Document

····················

Exhibit 10.12
OPNET TECHNOLOGIES,
INC.
Restricted Stock
Agreement
Granted Under Amended and
Restated 2000 Stock Incentive Plan
This Restricted Stock Agreement (the
“ Agreement ”) is made on
, 20 (the
“ Grant Date ”), between OPNET Technologies,
Inc., a Delaware corporation (the “ Company ”),
and
(the “ Participant ”).
For valuable consideration, receipt
of which is acknowledged, the parties hereto agree as
follows:
1. Issuance of
Shares
The Company shall issue to the
Participant, subject to the terms and conditions set forth in this
Agreement and in the Company’s Amended and Restated 2000
Stock Incentive Plan (the “ Plan ”),
shares (the “ Shares ”) of common stock, $0.001
par value, of the Company (“ Common Stock ”).
The Shares will be held in book entry by the Company’s
transfer agent in the name of the Participant for that number of
Shares issued to the Participant. The Participant agrees that the
Shares shall be subject to the forfeiture provisions set forth in
Section 2 of this Agreement and the restrictions on transfer
set forth in Section 4 of this Agreement.
2. Vesting
(a) The Shares shall vest and become
free from the forfeiture provisions in Section 2(b) hereof and
become free from the transfer restrictions in Section 4 hereof
as set forth below:
(b) Except as otherwise provided in
this Section 2, the specified Shares shall not vest on the
vesting dates specified above unless the Participant, on such date,
is, and has been at all times since the Grant Date, an employee,
officer or director of, or consultant or advisor to, the Company or
any parent or subsidiary of the Company as defined in
Section 424(e) or (f) of the Internal Revenue Code of
1986, as amended, or any successor to the Company (an
“Eligible Participant”). In the event the Participant
ceases to be an Eligible Participant for any reason or no reason,
with or without cause, then any Shares that are not then vested in
accordance with Section 2(a) or 2(c) shall be forfeited
immediately and automatically to the Company and the Participant
shall have no further rights with respect to such
Shares.

····················

Image object location entries
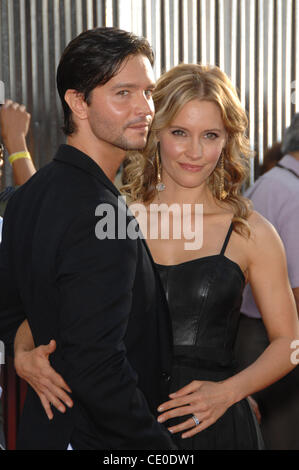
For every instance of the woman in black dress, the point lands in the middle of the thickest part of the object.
(197, 153)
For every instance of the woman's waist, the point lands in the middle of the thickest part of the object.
(209, 363)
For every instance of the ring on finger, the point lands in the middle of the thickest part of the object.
(196, 420)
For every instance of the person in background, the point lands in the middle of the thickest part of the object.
(14, 126)
(271, 157)
(276, 196)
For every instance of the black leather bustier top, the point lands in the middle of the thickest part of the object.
(204, 297)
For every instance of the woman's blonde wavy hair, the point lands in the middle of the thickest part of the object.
(174, 89)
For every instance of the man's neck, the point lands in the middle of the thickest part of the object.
(107, 156)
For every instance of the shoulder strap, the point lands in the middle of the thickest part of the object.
(227, 238)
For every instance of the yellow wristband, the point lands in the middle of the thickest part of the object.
(17, 155)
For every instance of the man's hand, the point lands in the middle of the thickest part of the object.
(34, 367)
(14, 124)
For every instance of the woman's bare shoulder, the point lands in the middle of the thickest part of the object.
(264, 235)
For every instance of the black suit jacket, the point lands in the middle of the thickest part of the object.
(101, 300)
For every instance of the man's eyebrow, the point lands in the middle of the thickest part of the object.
(151, 86)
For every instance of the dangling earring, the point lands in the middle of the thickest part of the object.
(159, 186)
(222, 193)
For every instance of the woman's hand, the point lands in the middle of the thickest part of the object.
(34, 367)
(205, 400)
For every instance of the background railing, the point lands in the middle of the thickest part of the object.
(256, 42)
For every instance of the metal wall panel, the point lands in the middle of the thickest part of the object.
(256, 42)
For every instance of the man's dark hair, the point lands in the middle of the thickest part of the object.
(92, 59)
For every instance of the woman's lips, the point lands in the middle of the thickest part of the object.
(189, 167)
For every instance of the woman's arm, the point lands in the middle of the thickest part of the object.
(272, 292)
(32, 364)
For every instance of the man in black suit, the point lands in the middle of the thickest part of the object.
(101, 299)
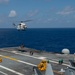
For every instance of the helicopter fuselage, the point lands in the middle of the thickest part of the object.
(21, 26)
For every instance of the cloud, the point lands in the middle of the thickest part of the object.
(12, 13)
(32, 13)
(66, 11)
(4, 1)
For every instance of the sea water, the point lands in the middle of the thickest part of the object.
(47, 39)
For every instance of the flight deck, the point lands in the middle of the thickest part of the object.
(17, 62)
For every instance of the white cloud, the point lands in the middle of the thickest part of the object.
(66, 11)
(12, 13)
(32, 13)
(4, 1)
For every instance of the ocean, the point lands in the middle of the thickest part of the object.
(47, 39)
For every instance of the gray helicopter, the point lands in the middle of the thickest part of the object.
(21, 25)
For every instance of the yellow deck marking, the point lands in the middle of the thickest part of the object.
(9, 58)
(14, 59)
(57, 72)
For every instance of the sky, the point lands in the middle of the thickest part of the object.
(43, 13)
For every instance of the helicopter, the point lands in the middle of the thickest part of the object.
(21, 26)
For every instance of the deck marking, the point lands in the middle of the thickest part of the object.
(14, 59)
(3, 73)
(11, 70)
(35, 57)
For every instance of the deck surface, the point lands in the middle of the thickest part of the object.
(15, 62)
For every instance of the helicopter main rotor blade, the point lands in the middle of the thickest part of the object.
(26, 20)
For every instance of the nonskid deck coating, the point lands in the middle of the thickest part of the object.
(23, 67)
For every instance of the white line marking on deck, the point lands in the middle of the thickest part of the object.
(34, 57)
(3, 73)
(14, 59)
(11, 70)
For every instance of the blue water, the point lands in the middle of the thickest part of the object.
(53, 40)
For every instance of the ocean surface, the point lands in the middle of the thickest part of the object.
(47, 39)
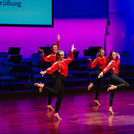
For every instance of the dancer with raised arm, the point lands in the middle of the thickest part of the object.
(115, 81)
(61, 66)
(102, 61)
(50, 58)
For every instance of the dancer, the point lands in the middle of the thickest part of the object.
(115, 81)
(50, 58)
(61, 66)
(102, 61)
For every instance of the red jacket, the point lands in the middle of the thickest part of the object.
(114, 65)
(102, 63)
(61, 66)
(50, 58)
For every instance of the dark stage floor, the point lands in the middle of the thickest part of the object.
(28, 115)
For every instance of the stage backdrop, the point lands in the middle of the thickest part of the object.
(80, 22)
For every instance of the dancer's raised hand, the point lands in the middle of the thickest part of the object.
(118, 55)
(89, 60)
(72, 49)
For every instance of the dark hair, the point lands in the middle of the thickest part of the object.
(110, 54)
(98, 54)
(58, 53)
(51, 48)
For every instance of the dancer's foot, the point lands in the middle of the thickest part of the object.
(56, 115)
(90, 86)
(97, 102)
(50, 107)
(111, 111)
(112, 87)
(40, 85)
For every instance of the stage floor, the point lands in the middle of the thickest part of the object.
(79, 114)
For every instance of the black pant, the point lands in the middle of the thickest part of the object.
(51, 84)
(117, 81)
(99, 83)
(58, 90)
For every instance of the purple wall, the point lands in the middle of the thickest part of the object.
(82, 32)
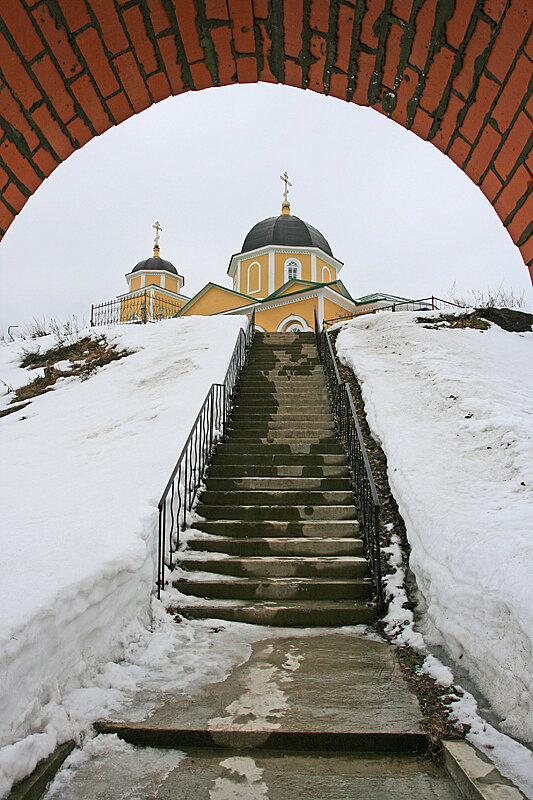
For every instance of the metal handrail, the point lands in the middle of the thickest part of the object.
(187, 476)
(425, 304)
(352, 437)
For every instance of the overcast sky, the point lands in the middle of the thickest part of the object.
(400, 215)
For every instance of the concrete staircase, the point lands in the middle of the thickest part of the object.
(279, 541)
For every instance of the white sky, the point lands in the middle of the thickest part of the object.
(402, 217)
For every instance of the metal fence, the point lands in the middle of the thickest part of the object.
(145, 306)
(425, 304)
(208, 429)
(361, 471)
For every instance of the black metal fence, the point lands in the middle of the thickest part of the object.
(425, 304)
(361, 471)
(209, 428)
(145, 306)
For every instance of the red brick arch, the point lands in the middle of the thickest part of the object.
(458, 73)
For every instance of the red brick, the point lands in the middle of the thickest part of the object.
(79, 130)
(76, 14)
(317, 48)
(20, 26)
(186, 16)
(57, 39)
(402, 9)
(169, 54)
(12, 112)
(86, 96)
(319, 15)
(132, 82)
(19, 165)
(480, 38)
(94, 54)
(51, 131)
(512, 93)
(521, 219)
(491, 186)
(487, 91)
(16, 75)
(54, 86)
(216, 9)
(459, 151)
(374, 9)
(514, 25)
(448, 123)
(392, 56)
(483, 153)
(424, 22)
(247, 69)
(514, 144)
(344, 37)
(292, 26)
(457, 26)
(365, 68)
(113, 34)
(158, 85)
(201, 76)
(437, 78)
(226, 63)
(119, 107)
(143, 46)
(243, 25)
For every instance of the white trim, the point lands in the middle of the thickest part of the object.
(255, 291)
(292, 318)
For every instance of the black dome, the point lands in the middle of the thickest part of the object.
(156, 265)
(284, 230)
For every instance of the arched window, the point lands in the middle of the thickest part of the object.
(254, 277)
(293, 269)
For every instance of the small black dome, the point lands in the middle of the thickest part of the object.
(285, 230)
(155, 265)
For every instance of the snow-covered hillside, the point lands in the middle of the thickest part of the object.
(453, 411)
(83, 467)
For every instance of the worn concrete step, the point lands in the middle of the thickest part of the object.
(276, 497)
(304, 613)
(279, 546)
(277, 588)
(293, 484)
(280, 512)
(274, 528)
(291, 566)
(270, 470)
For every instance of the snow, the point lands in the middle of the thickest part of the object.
(84, 466)
(452, 411)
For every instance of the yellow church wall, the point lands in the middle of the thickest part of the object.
(255, 289)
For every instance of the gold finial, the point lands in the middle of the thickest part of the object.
(158, 228)
(285, 206)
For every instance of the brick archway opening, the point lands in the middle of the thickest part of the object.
(457, 74)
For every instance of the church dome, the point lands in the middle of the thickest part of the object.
(155, 264)
(286, 230)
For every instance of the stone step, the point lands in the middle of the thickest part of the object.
(269, 470)
(279, 546)
(291, 566)
(304, 613)
(292, 484)
(299, 528)
(276, 498)
(285, 513)
(277, 588)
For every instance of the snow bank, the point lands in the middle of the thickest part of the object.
(84, 466)
(452, 410)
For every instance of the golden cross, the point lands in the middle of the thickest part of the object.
(158, 228)
(285, 179)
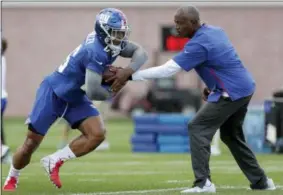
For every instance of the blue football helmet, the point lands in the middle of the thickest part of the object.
(112, 29)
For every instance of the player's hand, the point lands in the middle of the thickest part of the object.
(205, 93)
(120, 79)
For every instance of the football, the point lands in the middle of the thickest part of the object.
(108, 73)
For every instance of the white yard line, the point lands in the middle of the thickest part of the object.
(160, 190)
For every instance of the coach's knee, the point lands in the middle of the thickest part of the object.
(225, 138)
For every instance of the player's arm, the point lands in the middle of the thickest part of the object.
(192, 55)
(93, 87)
(137, 54)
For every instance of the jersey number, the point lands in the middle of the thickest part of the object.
(72, 54)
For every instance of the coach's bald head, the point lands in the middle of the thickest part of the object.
(187, 21)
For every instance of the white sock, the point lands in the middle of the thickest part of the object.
(64, 154)
(13, 172)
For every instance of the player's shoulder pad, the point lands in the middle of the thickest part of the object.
(95, 49)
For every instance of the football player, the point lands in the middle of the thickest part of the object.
(60, 95)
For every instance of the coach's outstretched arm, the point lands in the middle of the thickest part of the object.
(166, 70)
(192, 56)
(137, 53)
(93, 86)
(139, 57)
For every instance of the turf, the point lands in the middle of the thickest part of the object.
(119, 171)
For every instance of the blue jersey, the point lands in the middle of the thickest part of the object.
(68, 79)
(215, 60)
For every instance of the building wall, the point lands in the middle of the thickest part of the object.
(40, 39)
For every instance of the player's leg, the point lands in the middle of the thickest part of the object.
(102, 107)
(65, 136)
(3, 107)
(232, 135)
(39, 121)
(85, 117)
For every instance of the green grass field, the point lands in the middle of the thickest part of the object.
(118, 171)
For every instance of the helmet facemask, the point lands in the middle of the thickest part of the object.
(115, 37)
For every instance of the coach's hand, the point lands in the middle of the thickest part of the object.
(120, 79)
(205, 93)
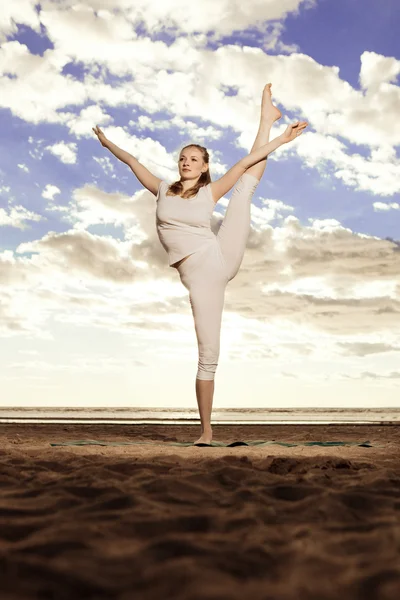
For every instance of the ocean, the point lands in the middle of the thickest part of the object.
(188, 416)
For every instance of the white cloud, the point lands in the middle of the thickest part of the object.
(383, 206)
(12, 14)
(50, 191)
(66, 152)
(17, 216)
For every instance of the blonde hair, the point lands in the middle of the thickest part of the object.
(176, 189)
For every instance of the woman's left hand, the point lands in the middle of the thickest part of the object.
(293, 131)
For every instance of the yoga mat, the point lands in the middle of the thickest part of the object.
(366, 444)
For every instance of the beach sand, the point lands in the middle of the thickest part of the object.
(164, 522)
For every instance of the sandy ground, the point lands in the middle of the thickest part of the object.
(164, 522)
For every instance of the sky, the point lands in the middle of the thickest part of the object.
(90, 312)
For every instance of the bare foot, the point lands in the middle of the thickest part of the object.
(268, 110)
(205, 438)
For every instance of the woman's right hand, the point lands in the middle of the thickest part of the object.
(100, 135)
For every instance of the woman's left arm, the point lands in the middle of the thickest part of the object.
(227, 181)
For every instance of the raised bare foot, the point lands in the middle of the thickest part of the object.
(268, 110)
(205, 438)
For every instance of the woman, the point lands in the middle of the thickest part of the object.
(205, 262)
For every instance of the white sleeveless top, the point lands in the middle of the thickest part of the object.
(184, 224)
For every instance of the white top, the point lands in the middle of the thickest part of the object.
(184, 224)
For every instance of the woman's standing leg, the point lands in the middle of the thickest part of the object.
(234, 230)
(232, 238)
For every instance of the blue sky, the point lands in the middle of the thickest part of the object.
(89, 307)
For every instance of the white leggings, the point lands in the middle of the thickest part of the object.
(206, 273)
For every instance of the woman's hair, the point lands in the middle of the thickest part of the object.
(176, 189)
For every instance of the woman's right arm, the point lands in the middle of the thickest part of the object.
(147, 179)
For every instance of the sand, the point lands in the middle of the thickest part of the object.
(163, 522)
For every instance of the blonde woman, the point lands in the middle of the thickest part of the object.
(207, 262)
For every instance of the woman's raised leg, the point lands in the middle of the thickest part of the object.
(234, 230)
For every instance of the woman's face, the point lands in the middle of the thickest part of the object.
(191, 164)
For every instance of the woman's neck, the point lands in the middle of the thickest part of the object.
(188, 183)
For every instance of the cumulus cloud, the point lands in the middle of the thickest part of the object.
(65, 152)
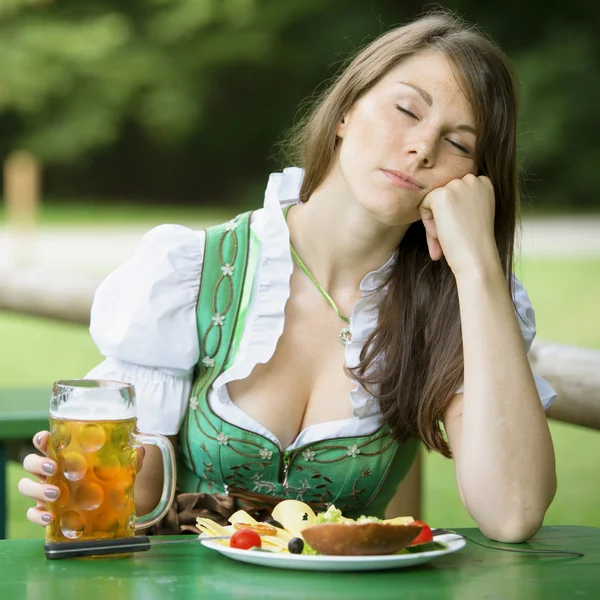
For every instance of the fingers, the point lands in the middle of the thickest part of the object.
(40, 441)
(39, 465)
(141, 452)
(39, 516)
(433, 244)
(38, 490)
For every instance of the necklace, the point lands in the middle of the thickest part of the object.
(344, 335)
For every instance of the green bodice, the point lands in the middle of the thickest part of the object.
(358, 474)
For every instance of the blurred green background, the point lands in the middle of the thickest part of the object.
(173, 110)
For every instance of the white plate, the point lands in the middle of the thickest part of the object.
(283, 560)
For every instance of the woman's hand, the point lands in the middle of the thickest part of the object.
(42, 492)
(459, 220)
(41, 466)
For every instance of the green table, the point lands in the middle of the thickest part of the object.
(190, 571)
(23, 412)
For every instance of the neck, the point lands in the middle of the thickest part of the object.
(338, 239)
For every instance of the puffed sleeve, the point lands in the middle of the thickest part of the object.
(526, 320)
(143, 320)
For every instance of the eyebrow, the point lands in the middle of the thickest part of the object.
(429, 101)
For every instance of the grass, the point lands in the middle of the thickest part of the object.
(565, 294)
(96, 212)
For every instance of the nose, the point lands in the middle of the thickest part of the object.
(423, 149)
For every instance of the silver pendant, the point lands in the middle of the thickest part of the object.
(345, 335)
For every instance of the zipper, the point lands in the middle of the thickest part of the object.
(286, 459)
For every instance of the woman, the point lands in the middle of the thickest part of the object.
(372, 284)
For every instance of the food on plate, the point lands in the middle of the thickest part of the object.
(295, 546)
(360, 539)
(294, 528)
(244, 539)
(425, 536)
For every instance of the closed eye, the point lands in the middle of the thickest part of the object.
(407, 112)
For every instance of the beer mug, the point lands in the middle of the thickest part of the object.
(93, 441)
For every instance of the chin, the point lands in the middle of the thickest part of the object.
(393, 211)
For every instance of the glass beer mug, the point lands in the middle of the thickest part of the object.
(93, 441)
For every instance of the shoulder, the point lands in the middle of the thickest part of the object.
(144, 312)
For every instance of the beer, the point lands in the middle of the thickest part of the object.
(96, 467)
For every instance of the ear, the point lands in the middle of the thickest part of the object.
(341, 129)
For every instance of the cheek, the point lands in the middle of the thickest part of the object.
(455, 167)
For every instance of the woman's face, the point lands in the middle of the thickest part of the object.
(415, 123)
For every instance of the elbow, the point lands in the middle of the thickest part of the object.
(513, 531)
(519, 523)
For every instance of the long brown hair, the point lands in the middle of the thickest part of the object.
(413, 361)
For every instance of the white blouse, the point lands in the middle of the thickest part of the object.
(143, 321)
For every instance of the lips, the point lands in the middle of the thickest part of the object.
(402, 180)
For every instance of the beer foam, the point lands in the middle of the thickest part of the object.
(91, 404)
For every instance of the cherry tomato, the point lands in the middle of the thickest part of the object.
(244, 539)
(425, 535)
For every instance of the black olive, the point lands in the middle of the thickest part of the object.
(272, 521)
(296, 545)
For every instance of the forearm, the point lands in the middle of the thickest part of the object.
(505, 466)
(149, 480)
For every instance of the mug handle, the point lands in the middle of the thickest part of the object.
(168, 491)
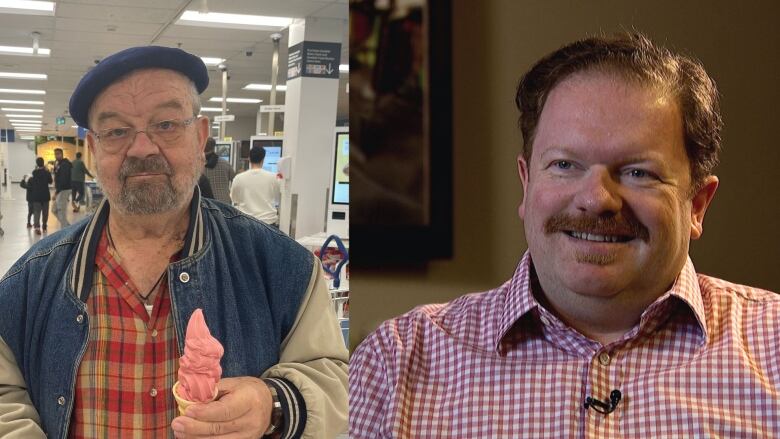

····················

Task statement
Please duplicate the restricted stock agreement text between "The Shares will" and "of this Agreement.", inclusive.

Solution for this problem
The Shares will be held in book entry by the Company’s
transfer agent in the name of the Participant for that number of
Shares issued to the Participant. The Participant agrees that the
Shares shall be subject to the forfeiture provisions set forth in
Section 2 of this Agreement and the restrictions on transfer
set forth in Section 4 of this Agreement.